━━━━━ Given text
- Born: September 16, 1973 (age 52)
- Occupation: Television actress
- Years active: 1996–2008
- Spouse: Brett Karns (2004–present)
- Children: 1

= Deirdre Quinn =

American actress

Deirdre Quinn (born September 16, 1973) is a former American model and actress, known for her role as Miss Texas in the 2000 film Miss Congeniality.

==Early life and education==
Quinn grew up outside Philadelphia and is a graduate of Germantown Academy. At the age of 12, she was discovered by a photographer at a bat mitzvah, and soon was signed to Wilhelmina Models, appearing in many campaigns, including a commercial for Irish Spring. Quinn is a graduate in theatre from the University of Lynchburg and New York University.
━━━━━━━━━━
Short exercise:
Answer these questions using the Deirdre Quinn biography above.
1. Which role in which film is Quinn known for?
2. At what age was she discovered, and at what event?
3. Whom is she married to, and since what year?
━━━━━ Entries
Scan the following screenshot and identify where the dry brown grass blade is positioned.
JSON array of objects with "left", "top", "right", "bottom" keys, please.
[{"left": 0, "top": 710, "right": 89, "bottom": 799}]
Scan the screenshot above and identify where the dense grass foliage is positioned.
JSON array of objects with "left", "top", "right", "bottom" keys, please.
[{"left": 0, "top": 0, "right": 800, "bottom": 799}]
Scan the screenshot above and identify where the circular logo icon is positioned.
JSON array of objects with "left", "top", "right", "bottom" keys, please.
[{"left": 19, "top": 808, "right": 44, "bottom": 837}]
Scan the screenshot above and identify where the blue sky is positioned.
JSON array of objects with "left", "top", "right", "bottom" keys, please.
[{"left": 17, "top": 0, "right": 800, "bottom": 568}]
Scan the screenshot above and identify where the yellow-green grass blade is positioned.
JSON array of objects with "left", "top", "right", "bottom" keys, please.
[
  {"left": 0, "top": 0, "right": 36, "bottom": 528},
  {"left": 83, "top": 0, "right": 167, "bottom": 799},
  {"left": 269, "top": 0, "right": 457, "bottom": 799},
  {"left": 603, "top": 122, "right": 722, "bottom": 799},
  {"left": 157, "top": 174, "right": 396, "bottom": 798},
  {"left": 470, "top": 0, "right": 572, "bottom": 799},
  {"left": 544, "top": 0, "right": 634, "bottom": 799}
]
━━━━━━━━━━
Solution:
1. Miss Texas in the 2000 film Miss Congeniality.
2. At age 12, at a bat mitzvah.
3. Brett Karns, since 2004.